> **Task description**:
Your task is to output all the records below, word for word.

□ □ □ □ □ □ □

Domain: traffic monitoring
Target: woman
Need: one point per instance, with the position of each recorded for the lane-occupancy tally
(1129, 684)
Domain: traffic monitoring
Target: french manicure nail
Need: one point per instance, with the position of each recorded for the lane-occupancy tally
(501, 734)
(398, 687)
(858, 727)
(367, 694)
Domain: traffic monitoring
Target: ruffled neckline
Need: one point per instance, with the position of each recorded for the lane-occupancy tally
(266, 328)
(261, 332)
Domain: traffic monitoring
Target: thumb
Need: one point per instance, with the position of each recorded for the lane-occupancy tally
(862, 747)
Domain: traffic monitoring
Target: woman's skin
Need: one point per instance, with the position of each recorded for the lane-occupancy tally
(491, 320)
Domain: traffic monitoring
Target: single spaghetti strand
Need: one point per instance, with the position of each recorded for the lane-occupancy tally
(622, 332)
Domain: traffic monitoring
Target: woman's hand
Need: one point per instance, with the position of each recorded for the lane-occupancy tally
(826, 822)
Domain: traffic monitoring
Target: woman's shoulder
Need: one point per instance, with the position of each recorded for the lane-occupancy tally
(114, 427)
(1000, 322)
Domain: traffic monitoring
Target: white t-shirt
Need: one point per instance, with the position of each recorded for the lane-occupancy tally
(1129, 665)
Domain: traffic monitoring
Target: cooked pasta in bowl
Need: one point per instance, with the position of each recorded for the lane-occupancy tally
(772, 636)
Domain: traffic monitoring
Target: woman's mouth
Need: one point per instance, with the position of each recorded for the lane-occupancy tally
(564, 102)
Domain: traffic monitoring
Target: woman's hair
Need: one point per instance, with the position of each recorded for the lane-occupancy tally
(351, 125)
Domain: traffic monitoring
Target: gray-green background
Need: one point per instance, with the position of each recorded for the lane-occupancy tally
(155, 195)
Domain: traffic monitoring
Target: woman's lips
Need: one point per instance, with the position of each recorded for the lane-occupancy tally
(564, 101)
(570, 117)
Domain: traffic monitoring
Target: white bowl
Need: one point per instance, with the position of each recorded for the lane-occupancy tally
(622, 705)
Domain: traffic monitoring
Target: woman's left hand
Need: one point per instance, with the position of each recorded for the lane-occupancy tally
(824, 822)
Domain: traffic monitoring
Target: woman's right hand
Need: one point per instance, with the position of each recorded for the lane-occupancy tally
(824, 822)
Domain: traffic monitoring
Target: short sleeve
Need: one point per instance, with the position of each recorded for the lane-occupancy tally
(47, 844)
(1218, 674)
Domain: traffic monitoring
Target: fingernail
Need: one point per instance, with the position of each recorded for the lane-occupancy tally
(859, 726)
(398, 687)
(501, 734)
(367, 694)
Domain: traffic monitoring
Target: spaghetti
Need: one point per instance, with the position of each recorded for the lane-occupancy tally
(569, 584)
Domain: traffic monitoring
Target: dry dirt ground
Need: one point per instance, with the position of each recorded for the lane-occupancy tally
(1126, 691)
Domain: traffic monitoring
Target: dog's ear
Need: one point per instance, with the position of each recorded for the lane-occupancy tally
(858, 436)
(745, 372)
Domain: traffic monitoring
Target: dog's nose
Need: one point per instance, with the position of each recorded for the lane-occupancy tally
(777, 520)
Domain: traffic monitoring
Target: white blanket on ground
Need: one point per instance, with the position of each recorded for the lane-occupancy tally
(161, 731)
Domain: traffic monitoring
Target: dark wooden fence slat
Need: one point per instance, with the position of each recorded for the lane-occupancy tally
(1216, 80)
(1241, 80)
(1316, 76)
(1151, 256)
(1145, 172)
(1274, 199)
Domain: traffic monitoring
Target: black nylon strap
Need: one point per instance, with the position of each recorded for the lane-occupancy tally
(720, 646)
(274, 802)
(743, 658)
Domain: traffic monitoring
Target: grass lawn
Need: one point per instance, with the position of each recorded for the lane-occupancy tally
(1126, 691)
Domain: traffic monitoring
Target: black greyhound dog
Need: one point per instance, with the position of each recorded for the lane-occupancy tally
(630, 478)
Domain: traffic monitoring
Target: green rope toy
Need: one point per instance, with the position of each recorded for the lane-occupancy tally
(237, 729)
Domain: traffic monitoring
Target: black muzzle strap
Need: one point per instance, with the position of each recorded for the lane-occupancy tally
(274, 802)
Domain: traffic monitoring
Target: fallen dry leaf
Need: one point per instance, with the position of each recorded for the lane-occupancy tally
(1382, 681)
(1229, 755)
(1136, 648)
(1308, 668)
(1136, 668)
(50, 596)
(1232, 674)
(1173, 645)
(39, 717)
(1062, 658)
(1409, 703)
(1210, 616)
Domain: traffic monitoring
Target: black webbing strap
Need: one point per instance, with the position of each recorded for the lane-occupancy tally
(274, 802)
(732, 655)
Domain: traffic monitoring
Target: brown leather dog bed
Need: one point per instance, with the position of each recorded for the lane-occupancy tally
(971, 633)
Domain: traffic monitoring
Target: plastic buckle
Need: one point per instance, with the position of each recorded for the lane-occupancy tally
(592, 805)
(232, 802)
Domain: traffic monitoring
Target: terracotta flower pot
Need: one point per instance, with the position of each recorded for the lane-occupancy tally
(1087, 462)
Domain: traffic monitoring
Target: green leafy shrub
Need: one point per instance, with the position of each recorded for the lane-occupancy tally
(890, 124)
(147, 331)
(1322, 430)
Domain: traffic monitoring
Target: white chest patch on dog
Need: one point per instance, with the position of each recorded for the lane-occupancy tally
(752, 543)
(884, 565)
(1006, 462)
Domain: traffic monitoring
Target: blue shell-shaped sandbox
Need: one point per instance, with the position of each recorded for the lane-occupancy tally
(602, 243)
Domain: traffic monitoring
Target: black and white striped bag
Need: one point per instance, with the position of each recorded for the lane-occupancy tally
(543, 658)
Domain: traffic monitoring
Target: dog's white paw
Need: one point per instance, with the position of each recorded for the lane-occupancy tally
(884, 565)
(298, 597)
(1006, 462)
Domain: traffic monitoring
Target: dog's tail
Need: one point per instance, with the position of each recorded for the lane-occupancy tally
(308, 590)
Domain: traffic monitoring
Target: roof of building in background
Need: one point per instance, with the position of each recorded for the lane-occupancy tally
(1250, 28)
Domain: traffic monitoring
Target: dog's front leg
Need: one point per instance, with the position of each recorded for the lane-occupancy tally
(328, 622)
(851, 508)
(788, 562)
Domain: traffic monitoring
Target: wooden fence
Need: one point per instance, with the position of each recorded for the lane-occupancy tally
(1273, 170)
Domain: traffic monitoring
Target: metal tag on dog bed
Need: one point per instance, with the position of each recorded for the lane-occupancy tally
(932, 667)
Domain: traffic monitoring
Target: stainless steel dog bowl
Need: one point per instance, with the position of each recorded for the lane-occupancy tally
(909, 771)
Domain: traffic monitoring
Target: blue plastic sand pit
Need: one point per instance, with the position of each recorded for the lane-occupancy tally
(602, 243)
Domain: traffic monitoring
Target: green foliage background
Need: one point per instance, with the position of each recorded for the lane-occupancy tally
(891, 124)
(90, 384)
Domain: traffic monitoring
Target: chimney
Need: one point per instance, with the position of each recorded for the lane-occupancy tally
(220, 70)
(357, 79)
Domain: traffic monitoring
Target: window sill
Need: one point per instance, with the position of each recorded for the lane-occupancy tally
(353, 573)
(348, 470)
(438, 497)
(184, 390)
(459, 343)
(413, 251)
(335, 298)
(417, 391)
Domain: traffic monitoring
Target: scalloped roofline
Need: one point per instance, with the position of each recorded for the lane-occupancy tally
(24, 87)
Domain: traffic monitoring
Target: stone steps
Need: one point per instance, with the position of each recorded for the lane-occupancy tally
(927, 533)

□ □ □ □ □ □ □

> **Solution to this exercise**:
Domain: traffic monitoring
Target: woman
Need: one point per instance, with the position of each recorded for the lane-occupancy tally
(1129, 684)
Domain: traffic monitoring
Target: french manicure nail
Need: one point per instance, with the position of each recorded for the lane-occupancy tally
(501, 734)
(398, 687)
(858, 727)
(367, 694)
Domain: traffic monitoring
Target: ruffled neckline
Need: one point per instance, with the position of each recorded for the lane-occupancy tally
(266, 328)
(261, 332)
Domain: traffic monitoring
Target: thumb
Need: one point per instance, with the position of each recorded for the lane-occupancy tally
(862, 747)
Domain: traffic monitoring
Target: woman's skin
Need: one point per instance, with the position of each recorded for the lane-occupancy tally
(491, 320)
Domain: traffic monitoring
Target: single spaghetti strand
Need: one point per instance, with the position of each recorded for the lane-occupancy tally
(622, 332)
Domain: traffic monitoring
Target: woman's hand
Need: one point per instance, with the position of each recorded for the lane-occupancy tally
(826, 822)
Domain: traffic monitoring
Target: woman's shoulder
Need: one point per instance, with the position of each recorded for the lane-occupancy tally
(114, 427)
(1000, 322)
Domain: traffic monitoring
Target: white t-shirt
Need: one point per instance, with the position of each recorded for the lane-occupancy tally
(1129, 665)
Domain: traffic monitoring
Target: cooked pasta in bowl
Need: one point per instance, with the position of each recorded for the lane-occupancy tally
(772, 636)
Domain: traffic monitoring
Target: woman's mouth
Need: one point per instance, with the position of each recorded for the lane-occupancy tally
(564, 102)
Domain: traffic monitoring
Target: woman's hair
Need: one point per instance, with the position of each recorded for the lane-occupancy tally
(351, 125)
Domain: traffic monitoring
Target: gray-green background
Need: one point per instance, with the position of each recorded for the lane-occupancy tally
(155, 195)
Domain: traffic monitoring
Target: woman's lips
Need: one point per instance, with the position of each recorded for the lane-occupancy tally
(564, 101)
(570, 117)
Domain: traffic monitoring
Target: white bowl
Need: one point per instance, with the position of each recorded for the lane-occupancy tally
(622, 705)
Domain: traffic monitoring
Target: woman's left hand
Need: one point per instance, with the position of each recorded for the lane-occupancy tally
(824, 822)
Domain: traffic monitoring
Target: woman's right hand
Need: one point per instance, with the position of each recorded for the lane-occupancy tally
(824, 822)
Domain: traffic monitoring
Target: short sleeve
Need: one point per instance, with the position of each recorded for the lane-occupancy tally
(47, 844)
(1218, 674)
Domain: traffic monitoring
Target: fingernail
Need: one point per instance, with the position of each recorded for the lane-occupancy tally
(859, 726)
(398, 687)
(501, 734)
(367, 694)
Domain: traffic monitoring
Target: spaghetti
Need: one point per instance, with the position of each recorded for the lane-occupancy tally
(569, 584)
Domain: traffic monitoring
Target: dry dirt ground
Need: one point per instance, with the position of each recorded for the lane-occupancy tally
(1126, 691)
Domain: traffic monitoring
Target: dog's ear
Need: one point per instance, with the position of each recorded for the lane-occupancy tally
(858, 436)
(745, 372)
Domain: traffic monitoring
Target: dog's nose
Need: one point per instance, with the position of each recorded for the lane-occupancy tally
(777, 520)
Domain: traffic monitoring
Target: white blanket on ground
Need: one point per instance, with the position of each recorded for the lane-occupancy tally
(161, 731)
Domain: traffic monitoring
Target: dark wooden fence slat
Need: one point per instance, with the position of each recorded for the lane-occupancy tally
(1216, 80)
(1241, 80)
(1316, 76)
(1151, 256)
(1145, 172)
(1274, 199)
Domain: traffic monitoring
Target: black nylon strap
Need: one point per instance, with the position of each recorded for the lane-occupancy tally
(720, 646)
(274, 802)
(743, 658)
Domain: traffic monitoring
Target: grass lawn
Need: one point per instance, with the position of each recorded for the lane-occupancy tally
(1126, 691)
Domain: traffic monitoring
Target: black greyhound dog
Need: one point per instance, with the position of each recorded for the lane-occupancy tally
(630, 478)
Domain: traffic monitoring
Target: green rope toy
Need: one point per instance, with the position of each recorded for the lane-occupancy tally
(237, 729)
Domain: traffic monitoring
Target: black muzzle strap
Need: one point per instance, with the position of each recorded for the lane-occupancy tally
(274, 802)
Domain: traffic monitoring
Target: fallen dry leaf
Need: one point per instance, with the position of each recorded for the lane-occupancy tally
(1382, 681)
(1229, 755)
(1136, 648)
(1308, 668)
(1136, 668)
(50, 596)
(1232, 674)
(1173, 645)
(39, 717)
(1062, 658)
(1409, 703)
(1210, 616)
Domain: traffic monitoring
Target: black webbing strap
Need: one point per instance, with the position of each recorded for the lane-occupancy tally
(274, 802)
(732, 655)
Domain: traffic monitoring
Target: brown leather dog bed
Need: one point per instance, with the position of each recorded for the lane-occupancy tally
(971, 633)
Domain: traffic monitoring
Target: plastic buckle
Need: one point per instance, with the position of each recorded for the lane-occupancy tally
(592, 805)
(232, 802)
Domain: traffic monitoring
Target: terracotta flower pot
Need: one point per instance, with the position of each recorded for the lane-occupancy tally
(1087, 462)
Domain: traffic monitoring
Target: green leafy shrub
Need: one point per instance, with the position of each recorded for the lane-occupancy tally
(890, 124)
(147, 331)
(1322, 430)
Domain: traffic monitoring
Target: white chest patch on dog
Need: one point per instance, with the position of each recorded for the lane-occupancy tally
(752, 543)
(884, 565)
(1006, 462)
Domain: traffic monitoring
Target: blue shell-shaped sandbox
Need: one point per instance, with the position of each recorded for the lane-occupancy tally
(602, 243)
Domain: traffic monitoring
Target: black and white striped bag
Need: one point per instance, with the position of each recorded for the lane-occupancy tally
(543, 658)
Domain: traffic monitoring
Target: dog's white paw
Need: one point per instance, with the position of each recorded for the lane-occupancy tally
(884, 565)
(298, 597)
(1006, 462)
Domain: traffic monitoring
Target: dog's tail
Need: one point per instance, with the position of each recorded for the lane-occupancy tally
(308, 590)
Domain: traffic monitoring
Target: roof of building in background
Need: one point per instance, with the position of each recorded for the lane-occupancy tally
(1250, 28)
Domain: traffic monitoring
Target: dog's front leg
Need: one point per instance, with the position of each recorded for the lane-occupancy tally
(328, 622)
(851, 508)
(788, 562)
Domain: traffic monitoring
Target: wooden fence
Need: one point per instance, with the position of each recorded for the lane-occupancy tally
(1273, 170)
Domain: traffic monitoring
Target: metal tag on dog bed
Need: one point per instance, with the position of each recorded for the lane-occupancy tally
(932, 667)
Domain: traffic monitoring
Target: stainless steel dog bowl
Need: one point per instance, with the position of each recorded for the lane-occupancy tally
(909, 771)
Domain: traffic monitoring
Target: blue plastic sand pit
Need: one point per instance, with the position of each recorded for the lane-occupancy tally
(602, 243)
Domain: traffic monitoring
Target: green foliage background
Need: one point per instance, with the position of each recorded for the lane-occupancy tally
(891, 124)
(90, 384)
Domain: traffic monitoring
Target: chimney
Need: one point per instance, with the position of each recorded for the lane-occupancy tally
(220, 70)
(357, 79)
Domain: traffic monitoring
Target: window sill
Need: one point per instance, with the position of each recorded for the lane-occupancy tally
(353, 573)
(348, 470)
(438, 497)
(184, 390)
(459, 343)
(413, 251)
(335, 298)
(417, 391)
Domain: traffic monitoring
Target: scalloped roofline
Need: one point per instance, with the position of each recorded for the lane-occupancy tally
(24, 87)
Domain: traffic monitoring
Target: stone steps
Need: one point per instance, with the position of each recorded for the lane-occupancy tally
(927, 533)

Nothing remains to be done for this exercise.